(What is expected) In the rows below, substitute "Locate" for every occurrence of "Mark" and leave everything else unchanged. Omit the pictures from your answer.

A data block
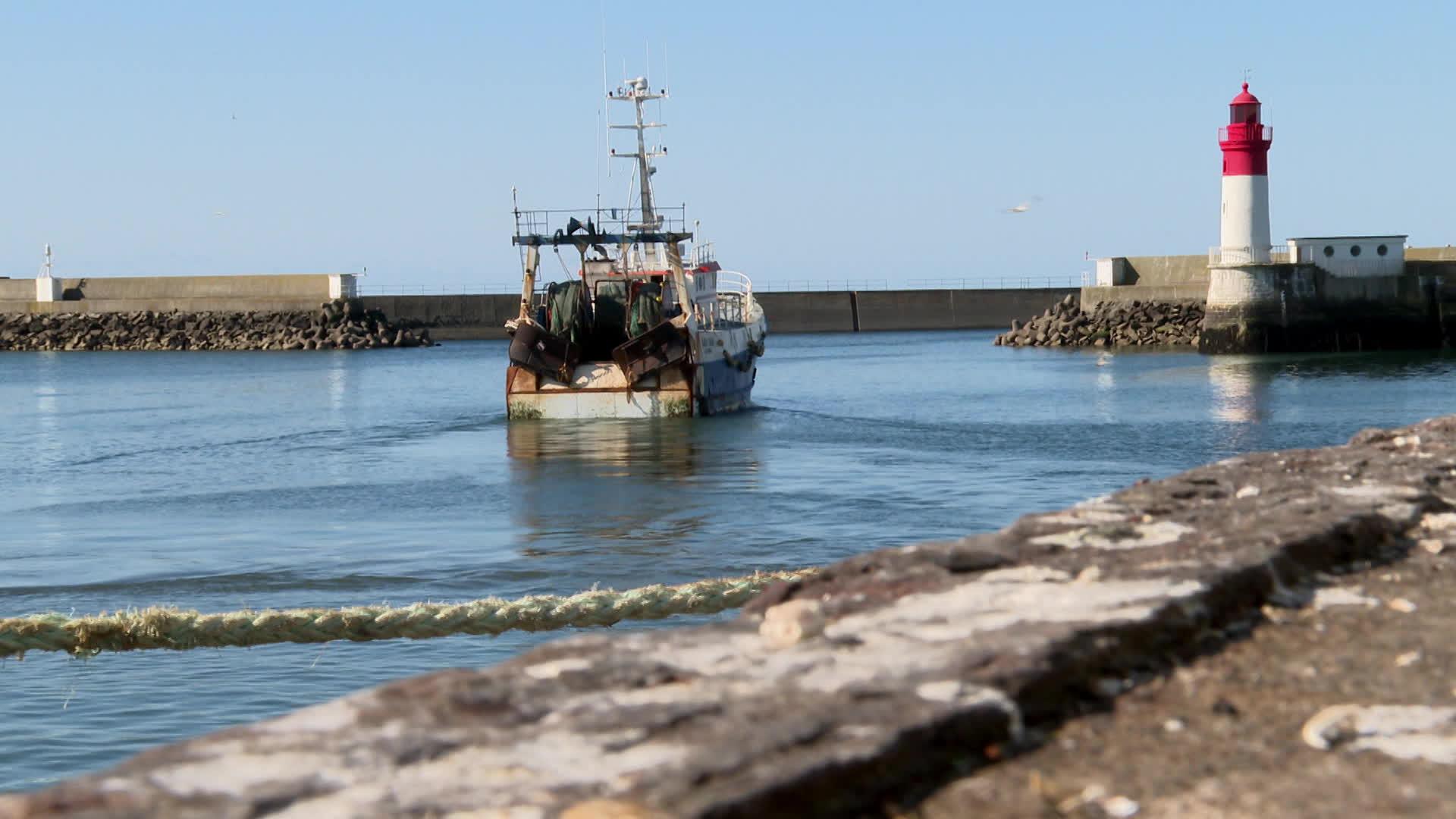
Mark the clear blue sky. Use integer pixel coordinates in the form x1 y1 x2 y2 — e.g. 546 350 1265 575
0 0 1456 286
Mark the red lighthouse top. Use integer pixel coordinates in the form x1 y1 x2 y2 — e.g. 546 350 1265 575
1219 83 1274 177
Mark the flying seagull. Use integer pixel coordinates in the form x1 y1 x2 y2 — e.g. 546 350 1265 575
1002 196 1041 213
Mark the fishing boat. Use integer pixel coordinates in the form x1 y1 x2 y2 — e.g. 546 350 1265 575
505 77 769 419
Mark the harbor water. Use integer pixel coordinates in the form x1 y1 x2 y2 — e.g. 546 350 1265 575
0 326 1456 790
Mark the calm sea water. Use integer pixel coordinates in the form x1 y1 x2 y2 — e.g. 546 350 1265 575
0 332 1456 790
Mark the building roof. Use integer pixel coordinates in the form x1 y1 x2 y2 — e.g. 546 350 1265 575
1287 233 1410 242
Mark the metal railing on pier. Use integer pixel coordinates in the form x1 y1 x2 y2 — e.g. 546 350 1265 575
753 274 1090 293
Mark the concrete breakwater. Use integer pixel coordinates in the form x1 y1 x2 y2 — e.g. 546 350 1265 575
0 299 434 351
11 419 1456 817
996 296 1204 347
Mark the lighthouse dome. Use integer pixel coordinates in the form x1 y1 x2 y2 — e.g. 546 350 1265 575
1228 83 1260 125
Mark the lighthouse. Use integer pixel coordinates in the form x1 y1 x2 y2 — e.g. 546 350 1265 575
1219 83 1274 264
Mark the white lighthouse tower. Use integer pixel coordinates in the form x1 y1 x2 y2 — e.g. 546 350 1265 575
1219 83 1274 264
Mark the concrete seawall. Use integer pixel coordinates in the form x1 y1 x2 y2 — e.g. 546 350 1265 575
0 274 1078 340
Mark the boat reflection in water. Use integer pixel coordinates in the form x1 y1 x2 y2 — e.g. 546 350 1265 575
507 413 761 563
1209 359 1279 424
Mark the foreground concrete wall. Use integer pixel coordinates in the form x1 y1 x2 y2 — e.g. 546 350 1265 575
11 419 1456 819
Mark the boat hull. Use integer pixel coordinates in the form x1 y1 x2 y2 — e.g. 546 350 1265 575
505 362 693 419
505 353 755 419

(Answer to this problem)
Locate the clear blue sky. Use integer pixel coordinates in the form x1 y1 x2 y2 — e.g. 546 350 1265 575
0 0 1456 286
Locate the red lighthouse top. Use integer pixel coordinates in the form x1 y1 x2 y2 — e.g. 546 350 1265 575
1219 83 1274 177
Locate the flying seagull. Use integer pixel coordinates in the form x1 y1 x2 y2 — e.g. 546 350 1265 575
1002 196 1041 213
Locate the fishing boat. Use integer pixel coordinates in the form x1 y1 x2 y2 — e.g. 546 350 1265 575
505 77 769 419
Locate the harbor water. Use integer pixel coordinates in the form x1 y1 x2 y2 — e.g. 546 350 1265 575
0 326 1456 790
Locate the calm sea water. Use integer pixel coordinates in the form x1 y1 x2 y2 — e.g. 546 350 1265 575
0 332 1456 790
Locate the building roof. Use integer pixel coordinates in the form x1 y1 x2 y2 — e.g. 546 350 1265 575
1287 233 1410 242
Locate the metal railing on pier. Use integer pixel coordinates in the form x1 y1 x2 y2 — e.g. 546 350 1265 575
753 274 1090 293
Locate the concrete breakwater. Use integer pixel coordinates in the form x1 y1 x2 y2 — e.g. 546 350 1265 575
0 299 434 351
11 419 1456 817
996 296 1204 347
Locate the lighthouse dome. Use integer pixel coordinates in the form x1 y1 x2 y2 — e.g. 546 350 1265 575
1228 83 1260 125
Locate the lighthouse. Use integer pixel coordinates in the form x1 y1 x2 y2 — e.g. 546 350 1265 575
1219 83 1274 264
Locate the white lighthouse tower. Use integer pixel coordinates in the form x1 y1 x2 y2 — e.g. 546 350 1265 575
1219 83 1274 264
Locate the concrete seawall. Use integer pixel coordinates in the form x1 y1 x2 y2 — e.g. 546 350 1265 575
0 274 1078 340
Locate the boat reflection in water. Use integer pixel coordinates in the form x1 y1 x2 y2 — e.g. 546 350 1265 575
507 413 761 563
1209 359 1279 424
Locate the foreground concrete wall. Use integer pixel coordinates in the form x1 y1 x2 y2 — e.g. 546 350 1265 575
11 419 1456 819
Locate the boat hull. Use integer pixel coordinates in the form x1 y1 x2 y2 — e.g. 546 350 1265 575
505 362 693 419
505 353 755 419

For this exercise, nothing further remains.